> **Text provided**:
########
Evaluate the given limit: $\lim_{x\to \infty} (\sqrt {x-a} - \sqrt {bx})$

Question

Evaluate the following limit. $$\lim_{x\to \infty} (\sqrt {x-a} - \sqrt {bx})$$

My Attempt: $$=\lim_{x\to \infty} (\sqrt {x-a} - \sqrt {bx})$$ $$=\lim_{x\to \infty} (\sqrt {x-a} - \sqrt {bx}) \times \dfrac {\sqrt {x-a} + \sqrt {bx}}{\sqrt {x-a} + \sqrt {bx}}$$ $$=\lim_{x\to \infty} \dfrac {x-a-bx}{\sqrt {x-a} + \sqrt {bx}}.$$

How do I proceed?

Answer 1

Now, if $b=1$ and $x\rightarrow+\infty$ then the limit is $0$.

If $b\neq1$ then the limit does not exist.

Answer 2

That is a good idea! Now, intuitively speaking, a square root grows slower than a linear function so you should get "some" infinity. However, it depends on the constants $a$ and $b$ what the result will look like.
########
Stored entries
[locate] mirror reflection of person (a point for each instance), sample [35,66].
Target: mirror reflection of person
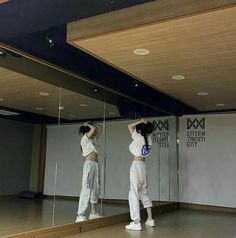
[90,178]
[140,148]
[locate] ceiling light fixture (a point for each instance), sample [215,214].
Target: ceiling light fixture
[8,113]
[50,41]
[83,105]
[141,51]
[95,90]
[177,77]
[2,52]
[3,1]
[220,104]
[44,94]
[203,94]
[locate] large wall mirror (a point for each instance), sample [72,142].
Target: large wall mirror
[43,170]
[26,106]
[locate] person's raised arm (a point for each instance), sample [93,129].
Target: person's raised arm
[92,129]
[98,129]
[131,127]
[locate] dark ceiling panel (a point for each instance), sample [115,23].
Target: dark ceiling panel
[20,17]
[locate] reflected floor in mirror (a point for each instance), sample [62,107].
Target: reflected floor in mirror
[19,215]
[183,223]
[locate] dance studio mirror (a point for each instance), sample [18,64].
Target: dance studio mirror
[71,179]
[26,106]
[44,163]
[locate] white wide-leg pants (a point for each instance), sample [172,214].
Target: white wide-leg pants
[138,189]
[90,186]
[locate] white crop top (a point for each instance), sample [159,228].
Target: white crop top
[89,145]
[137,147]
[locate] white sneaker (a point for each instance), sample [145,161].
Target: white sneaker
[80,218]
[134,226]
[94,216]
[150,223]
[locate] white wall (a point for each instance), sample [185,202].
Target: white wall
[208,171]
[63,149]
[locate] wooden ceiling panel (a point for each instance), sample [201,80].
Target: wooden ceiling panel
[22,92]
[200,47]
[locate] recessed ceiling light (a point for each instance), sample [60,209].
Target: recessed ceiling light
[202,93]
[2,52]
[83,105]
[177,77]
[95,90]
[3,1]
[220,104]
[39,108]
[8,113]
[44,94]
[141,51]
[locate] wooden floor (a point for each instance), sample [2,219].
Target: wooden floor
[180,224]
[20,215]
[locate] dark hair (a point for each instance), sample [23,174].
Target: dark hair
[145,130]
[84,129]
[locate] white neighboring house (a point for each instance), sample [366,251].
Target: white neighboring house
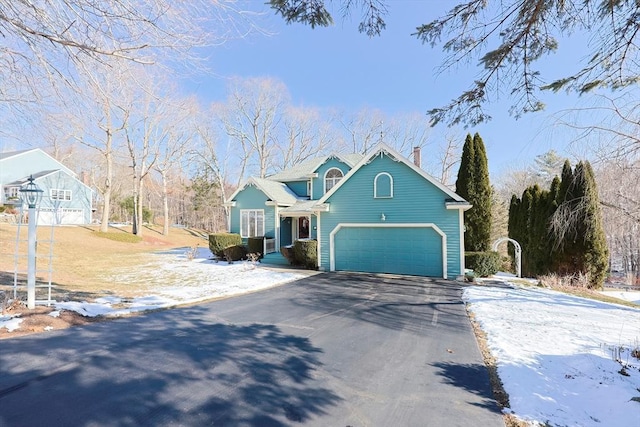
[66,199]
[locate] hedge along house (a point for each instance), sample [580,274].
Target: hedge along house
[376,213]
[66,199]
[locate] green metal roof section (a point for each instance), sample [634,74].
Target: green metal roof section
[384,148]
[301,171]
[276,191]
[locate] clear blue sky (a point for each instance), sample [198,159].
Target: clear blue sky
[339,67]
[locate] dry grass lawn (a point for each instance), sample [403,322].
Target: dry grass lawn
[83,260]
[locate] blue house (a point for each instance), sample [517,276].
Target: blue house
[376,213]
[66,199]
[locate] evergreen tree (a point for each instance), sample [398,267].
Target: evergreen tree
[566,182]
[591,244]
[482,202]
[578,243]
[474,186]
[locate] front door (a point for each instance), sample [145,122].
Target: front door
[303,227]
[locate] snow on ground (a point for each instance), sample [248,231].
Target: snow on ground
[561,357]
[175,280]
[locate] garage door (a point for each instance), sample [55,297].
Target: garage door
[394,249]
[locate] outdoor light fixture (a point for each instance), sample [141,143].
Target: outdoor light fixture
[31,195]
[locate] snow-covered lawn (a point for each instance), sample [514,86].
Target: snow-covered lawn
[176,280]
[560,357]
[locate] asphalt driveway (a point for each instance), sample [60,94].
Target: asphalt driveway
[336,349]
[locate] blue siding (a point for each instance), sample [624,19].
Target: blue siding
[252,198]
[298,187]
[318,183]
[415,200]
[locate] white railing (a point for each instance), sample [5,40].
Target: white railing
[269,245]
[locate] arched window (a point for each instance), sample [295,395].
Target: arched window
[383,186]
[331,178]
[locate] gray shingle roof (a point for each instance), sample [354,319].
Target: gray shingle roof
[300,207]
[276,191]
[8,154]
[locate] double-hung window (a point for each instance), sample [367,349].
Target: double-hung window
[331,178]
[56,194]
[251,223]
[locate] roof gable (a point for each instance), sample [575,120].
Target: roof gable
[303,171]
[275,191]
[36,156]
[383,149]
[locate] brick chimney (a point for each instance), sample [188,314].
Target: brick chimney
[84,177]
[416,156]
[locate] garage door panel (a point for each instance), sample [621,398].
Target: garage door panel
[399,250]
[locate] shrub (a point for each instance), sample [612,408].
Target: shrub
[255,245]
[287,252]
[305,253]
[234,253]
[483,264]
[218,242]
[119,237]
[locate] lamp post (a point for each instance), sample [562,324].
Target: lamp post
[31,196]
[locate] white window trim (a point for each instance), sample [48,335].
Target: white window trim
[66,194]
[242,211]
[375,186]
[324,180]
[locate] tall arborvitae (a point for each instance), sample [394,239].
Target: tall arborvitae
[464,185]
[482,198]
[514,221]
[474,186]
[591,242]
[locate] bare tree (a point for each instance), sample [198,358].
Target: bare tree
[449,157]
[211,160]
[619,191]
[253,112]
[50,41]
[304,134]
[363,129]
[406,131]
[171,154]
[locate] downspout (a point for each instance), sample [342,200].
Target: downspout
[319,240]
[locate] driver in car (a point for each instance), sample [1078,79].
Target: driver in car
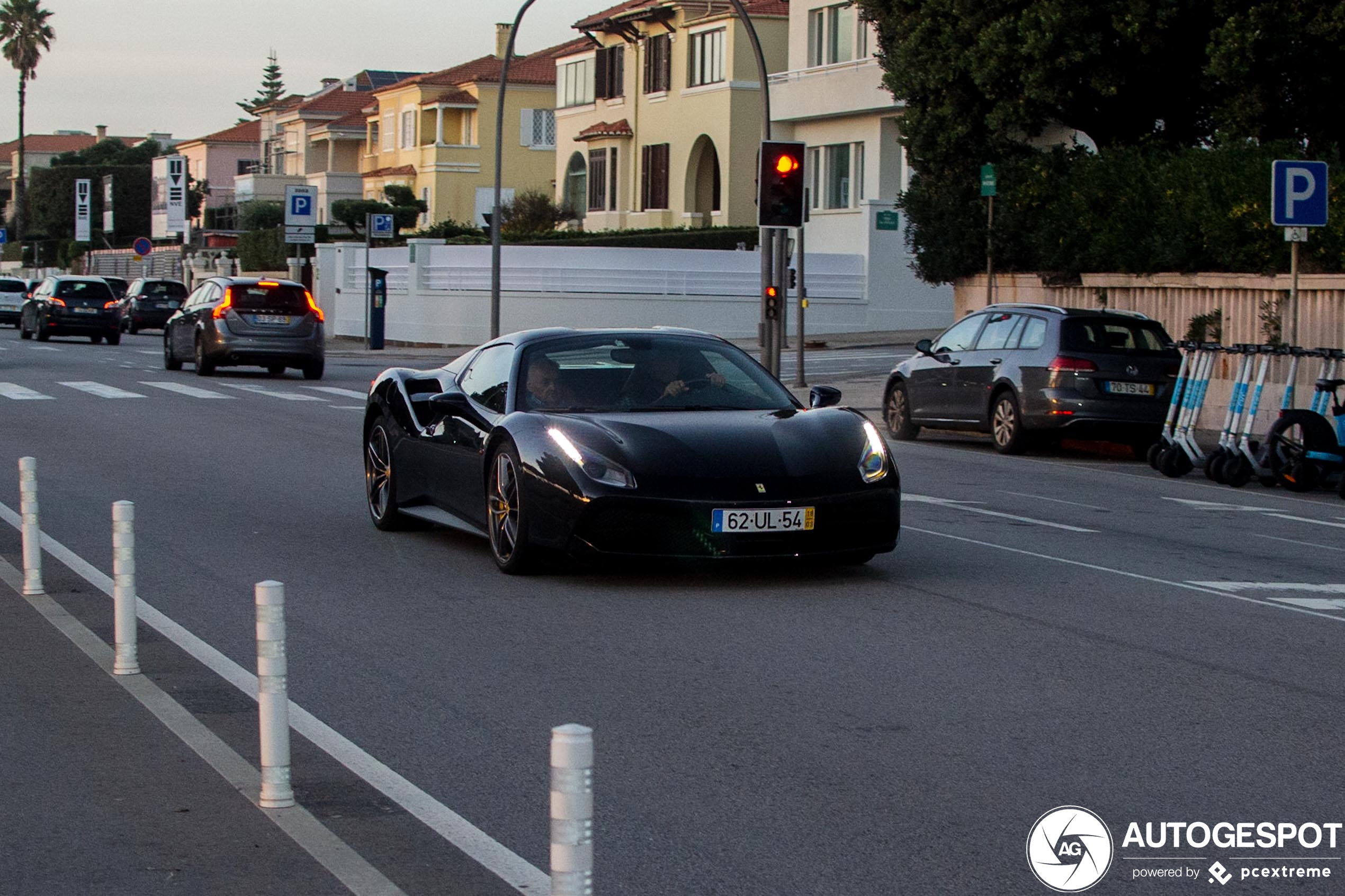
[668,374]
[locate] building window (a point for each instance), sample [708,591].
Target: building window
[575,84]
[706,62]
[658,64]
[598,180]
[609,73]
[836,175]
[836,34]
[537,128]
[654,176]
[408,128]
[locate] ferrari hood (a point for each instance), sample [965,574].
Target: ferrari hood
[716,445]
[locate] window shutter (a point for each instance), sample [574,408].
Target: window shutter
[602,88]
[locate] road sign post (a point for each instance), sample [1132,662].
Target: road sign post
[1298,194]
[989,187]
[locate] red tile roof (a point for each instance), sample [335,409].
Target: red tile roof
[248,132]
[700,8]
[392,173]
[604,129]
[534,69]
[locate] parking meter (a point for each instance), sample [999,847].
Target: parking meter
[377,306]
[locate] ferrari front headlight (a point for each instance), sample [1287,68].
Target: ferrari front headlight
[873,463]
[594,465]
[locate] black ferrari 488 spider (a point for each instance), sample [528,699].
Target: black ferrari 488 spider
[643,442]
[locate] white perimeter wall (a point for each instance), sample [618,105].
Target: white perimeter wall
[443,295]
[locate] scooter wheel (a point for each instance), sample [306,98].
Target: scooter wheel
[1238,470]
[1174,464]
[1212,460]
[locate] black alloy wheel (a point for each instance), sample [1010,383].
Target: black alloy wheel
[205,367]
[506,520]
[380,483]
[896,413]
[1007,425]
[171,363]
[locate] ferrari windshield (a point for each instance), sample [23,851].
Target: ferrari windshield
[644,373]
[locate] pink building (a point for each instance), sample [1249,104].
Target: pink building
[220,158]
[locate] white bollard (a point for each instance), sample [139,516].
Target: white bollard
[124,587]
[273,696]
[572,810]
[31,532]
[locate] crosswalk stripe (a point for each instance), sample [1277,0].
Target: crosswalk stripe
[21,393]
[258,390]
[334,390]
[182,388]
[101,390]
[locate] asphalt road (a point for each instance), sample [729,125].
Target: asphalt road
[1052,630]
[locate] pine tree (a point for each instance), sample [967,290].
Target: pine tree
[272,86]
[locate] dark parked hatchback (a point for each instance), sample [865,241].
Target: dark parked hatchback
[71,306]
[232,321]
[1024,371]
[150,303]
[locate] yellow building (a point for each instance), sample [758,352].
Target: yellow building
[659,121]
[436,133]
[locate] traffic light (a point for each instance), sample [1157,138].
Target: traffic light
[781,185]
[773,303]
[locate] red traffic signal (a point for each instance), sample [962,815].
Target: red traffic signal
[781,185]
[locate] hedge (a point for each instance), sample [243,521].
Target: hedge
[1132,210]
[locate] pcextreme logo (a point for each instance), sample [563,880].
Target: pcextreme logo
[1070,849]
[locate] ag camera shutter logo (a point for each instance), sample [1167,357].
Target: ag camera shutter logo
[1070,849]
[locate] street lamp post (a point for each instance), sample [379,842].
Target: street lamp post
[499,156]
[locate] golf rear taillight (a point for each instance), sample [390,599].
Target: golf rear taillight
[1063,363]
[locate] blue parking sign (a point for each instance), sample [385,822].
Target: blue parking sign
[1298,194]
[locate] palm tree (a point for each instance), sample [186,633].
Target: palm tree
[26,35]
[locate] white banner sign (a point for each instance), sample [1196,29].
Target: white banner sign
[83,199]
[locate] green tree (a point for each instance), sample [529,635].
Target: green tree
[272,86]
[26,35]
[1279,66]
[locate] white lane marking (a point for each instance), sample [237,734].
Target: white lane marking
[1043,497]
[1316,587]
[1274,512]
[263,390]
[1306,545]
[333,390]
[101,390]
[317,840]
[22,393]
[1141,577]
[965,505]
[490,854]
[182,388]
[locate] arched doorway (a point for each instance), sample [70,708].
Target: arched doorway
[576,186]
[703,180]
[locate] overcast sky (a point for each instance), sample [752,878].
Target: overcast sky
[180,66]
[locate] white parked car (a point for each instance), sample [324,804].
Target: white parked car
[13,292]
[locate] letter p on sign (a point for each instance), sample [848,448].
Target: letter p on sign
[1298,194]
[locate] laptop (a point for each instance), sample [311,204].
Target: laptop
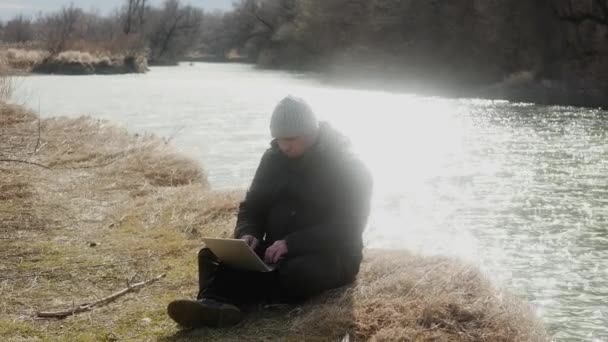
########
> **Jobs**:
A. Answer these questions about the limit thread:
(i) What question does the asker pose right after the attempt?
(ii) According to Answer 1, what is the limit when $b=1$ and $x\rightarrow+\infty$?
(iii) According to Answer 2, what grows slower than a linear function?
B. Write out the passage of the limit thread from "If $b\neq1$ then" to "will look like.".

> **Solutions by task**:
A.
(i) "How do I proceed?"
(ii) The limit is $0$.
(iii) A square root.

B.
If $b\neq1$ then the limit does not exist.

Answer 2

That is a good idea! Now, intuitively speaking, a square root grows slower than a linear function so you should get "some" infinity. However, it depends on the constants $a$ and $b$ what the result will look like.